• **TASK REQUIREMENTS**: Nothing in the records may be left out or altered; reproduce them all exactly.
START PROVIDED DATA
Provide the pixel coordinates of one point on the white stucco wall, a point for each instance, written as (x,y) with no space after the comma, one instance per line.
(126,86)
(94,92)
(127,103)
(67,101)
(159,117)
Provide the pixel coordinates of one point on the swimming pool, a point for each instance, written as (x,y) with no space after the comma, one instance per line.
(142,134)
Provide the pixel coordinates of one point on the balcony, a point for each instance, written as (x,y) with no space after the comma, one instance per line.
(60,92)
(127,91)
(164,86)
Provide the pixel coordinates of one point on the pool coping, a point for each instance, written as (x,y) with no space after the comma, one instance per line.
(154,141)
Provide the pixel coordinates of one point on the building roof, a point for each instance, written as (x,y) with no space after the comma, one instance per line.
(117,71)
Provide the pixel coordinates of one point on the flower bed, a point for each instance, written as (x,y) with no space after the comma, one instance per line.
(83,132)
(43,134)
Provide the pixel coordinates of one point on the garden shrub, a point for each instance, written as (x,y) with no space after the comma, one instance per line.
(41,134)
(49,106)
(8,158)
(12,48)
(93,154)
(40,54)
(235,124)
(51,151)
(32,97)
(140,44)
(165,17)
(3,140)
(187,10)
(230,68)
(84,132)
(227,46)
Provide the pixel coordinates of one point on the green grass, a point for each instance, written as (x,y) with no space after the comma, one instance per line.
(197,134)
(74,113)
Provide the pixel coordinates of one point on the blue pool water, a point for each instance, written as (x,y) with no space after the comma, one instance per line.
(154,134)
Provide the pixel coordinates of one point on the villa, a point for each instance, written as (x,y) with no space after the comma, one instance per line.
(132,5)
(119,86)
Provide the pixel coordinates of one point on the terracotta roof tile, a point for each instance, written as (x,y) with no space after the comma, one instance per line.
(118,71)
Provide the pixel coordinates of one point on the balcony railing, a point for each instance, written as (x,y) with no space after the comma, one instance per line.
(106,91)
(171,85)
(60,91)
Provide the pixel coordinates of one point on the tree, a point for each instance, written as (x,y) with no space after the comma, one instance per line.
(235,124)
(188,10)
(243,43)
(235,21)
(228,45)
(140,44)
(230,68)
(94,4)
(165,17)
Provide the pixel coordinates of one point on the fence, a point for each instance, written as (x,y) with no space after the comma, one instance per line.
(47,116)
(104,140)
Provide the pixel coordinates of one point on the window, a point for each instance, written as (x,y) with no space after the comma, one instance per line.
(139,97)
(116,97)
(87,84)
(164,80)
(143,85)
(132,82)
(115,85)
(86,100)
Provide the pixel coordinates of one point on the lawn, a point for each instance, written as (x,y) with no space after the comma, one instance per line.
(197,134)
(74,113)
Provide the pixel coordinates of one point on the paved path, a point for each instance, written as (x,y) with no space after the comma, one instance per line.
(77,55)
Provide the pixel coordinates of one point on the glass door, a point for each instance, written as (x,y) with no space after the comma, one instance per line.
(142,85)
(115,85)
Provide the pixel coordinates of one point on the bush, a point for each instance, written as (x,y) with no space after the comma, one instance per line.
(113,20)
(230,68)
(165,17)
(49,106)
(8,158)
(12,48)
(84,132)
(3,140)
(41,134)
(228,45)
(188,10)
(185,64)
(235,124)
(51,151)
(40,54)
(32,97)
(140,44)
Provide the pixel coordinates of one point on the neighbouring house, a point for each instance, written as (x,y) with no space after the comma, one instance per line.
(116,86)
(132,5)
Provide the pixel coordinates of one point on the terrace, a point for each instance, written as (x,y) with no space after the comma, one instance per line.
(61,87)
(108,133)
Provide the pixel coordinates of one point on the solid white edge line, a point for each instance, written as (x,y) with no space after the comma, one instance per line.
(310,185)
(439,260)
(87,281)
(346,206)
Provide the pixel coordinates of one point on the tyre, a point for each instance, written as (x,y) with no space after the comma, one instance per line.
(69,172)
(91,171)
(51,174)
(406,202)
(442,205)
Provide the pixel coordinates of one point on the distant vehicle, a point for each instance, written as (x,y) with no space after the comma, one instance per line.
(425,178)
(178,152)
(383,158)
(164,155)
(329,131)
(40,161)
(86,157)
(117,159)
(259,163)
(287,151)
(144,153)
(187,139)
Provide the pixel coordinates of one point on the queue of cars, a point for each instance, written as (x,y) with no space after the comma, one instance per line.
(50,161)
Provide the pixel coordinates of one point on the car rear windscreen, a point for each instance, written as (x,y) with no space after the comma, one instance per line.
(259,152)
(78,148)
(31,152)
END PROVIDED DATA
• **SOLUTION FOR THIS EXERCISE**:
Provide the pixel coordinates of one point on the white stucco wall, a point for each instance, written as (x,y) with no space after the comma, one instance per line.
(126,86)
(94,92)
(127,103)
(67,101)
(159,117)
Provide the pixel coordinates of one point on the swimming pool, a point for each instance, written as (x,y) with no space after the comma, one instance per line.
(142,134)
Provide the pixel coordinates of one point on the balcony, a point for each instance, written as (x,y) with no space after the comma, one instance per line.
(60,92)
(127,91)
(164,86)
Provide the pixel coordinates of one point on the pool coping, a point for each instance, written as (x,y) with no space after the comma, one instance per line.
(154,141)
Provide the pixel coordinates of one point on the building roof, a point for each instance, written as (x,y) with no space after the comma, one instance per line.
(117,71)
Provide the pixel coordinates of one point on the flower bed, a point for each instance, written as (x,y) with no space after the comma, one instance per line.
(83,132)
(43,134)
Provide the pixel coordinates of one point on the garden shrub, a point for each instance, written as (x,y) with no space after the comma, one instance per line.
(41,134)
(49,106)
(8,158)
(12,48)
(93,154)
(40,54)
(235,124)
(51,151)
(32,97)
(140,44)
(165,17)
(3,140)
(187,10)
(230,68)
(84,132)
(227,46)
Provide the pixel coordinates of one point on the green grass, a point for each instance, written as (x,y) with no space after the comma, one instance per line.
(197,134)
(74,113)
Provide the pixel coordinates of one point on the blue pool water, a point for each instance, written as (x,y) with no space after the comma, one instance per line.
(154,134)
Provide the pixel coordinates of one point on the villa, a point for each instance, written as (x,y) with no space after the comma, one instance per line.
(132,5)
(119,86)
Provide the pixel coordinates of one point on the terracotta roof tile, a point for each instance, written as (x,y) with no space after the comma, one instance per line.
(118,71)
Provide the pixel coordinates of one point on the balcony railing, a point for each instance, written as (x,y) with no space after the comma, one instance per line.
(106,91)
(171,85)
(60,91)
Provide the pixel coordinates of one point on the tree, a point for each instance, written as (x,y) with no space after the comma, one instance per line.
(235,124)
(188,10)
(243,43)
(235,21)
(228,45)
(140,44)
(230,68)
(94,4)
(165,17)
Provide the pixel coordinates of one point on the fence, a point for each instance, written as (x,y) with no space after the comma, one instance per line.
(47,116)
(104,140)
Provide the pixel coordinates of one point on the window, a point for each instance, written as (x,y) with no space after the comma, one instance per line.
(139,97)
(116,97)
(87,84)
(164,80)
(143,85)
(132,82)
(115,85)
(86,100)
Provide the pixel coordinates of one point on the lawn, a point for each instance, written as (x,y) with no space after the comma, one instance per line.
(197,134)
(74,113)
Provide the pixel coordinates of one point on the paved path, a point for each instance, written as (x,y) with no space after the comma, one instance per line.
(77,55)
Provide the pixel coordinates of one point on the glass door, a point for each instance, written as (x,y) with no space after the comma, one instance per line.
(142,85)
(115,85)
Provide the pixel coordinates of one point on the bush, a point for each instance, written as (x,y) with no space after the comma, one instance per line.
(113,20)
(230,68)
(165,17)
(49,106)
(8,158)
(12,48)
(84,132)
(3,140)
(41,134)
(228,45)
(188,10)
(185,64)
(235,124)
(51,151)
(40,54)
(32,97)
(140,44)
Provide the pixel coordinates of one point on the neighbouring house, a point for each instance, written as (x,y) with no space after the comma, one instance per line.
(116,86)
(132,5)
Provide the pixel coordinates of one point on the terrace, a point for each instance, written as (x,y) with no space after the comma, one instance per line.
(61,87)
(108,133)
Provide the pixel coordinates of one point on the solid white edge line, a point for each instance, written as (x,y) with no space after the comma, one instance per line.
(310,185)
(439,260)
(87,281)
(346,206)
Provide the pixel coordinates of one point on the tyre, a point for each instance, written as (x,y) with no space after the comma, one instance per line.
(69,172)
(91,171)
(51,174)
(406,202)
(442,205)
Provide the pixel coordinates of one point on the distant vehicle, a point for each instance, written as (x,y) with no space after the comma, one instance per line.
(425,178)
(178,152)
(383,158)
(164,155)
(329,131)
(40,161)
(86,157)
(117,159)
(259,163)
(287,151)
(144,153)
(187,139)
Provide the pixel coordinates of one point on the queue of cars, a point for each instance, written as (x,y) with no space after the comma, one instance per line.
(50,161)
Provide the pixel coordinates of one point on the car rear windscreen, a point for each instance, written as (x,y) with no space after the comma, one instance per line.
(259,152)
(78,148)
(31,152)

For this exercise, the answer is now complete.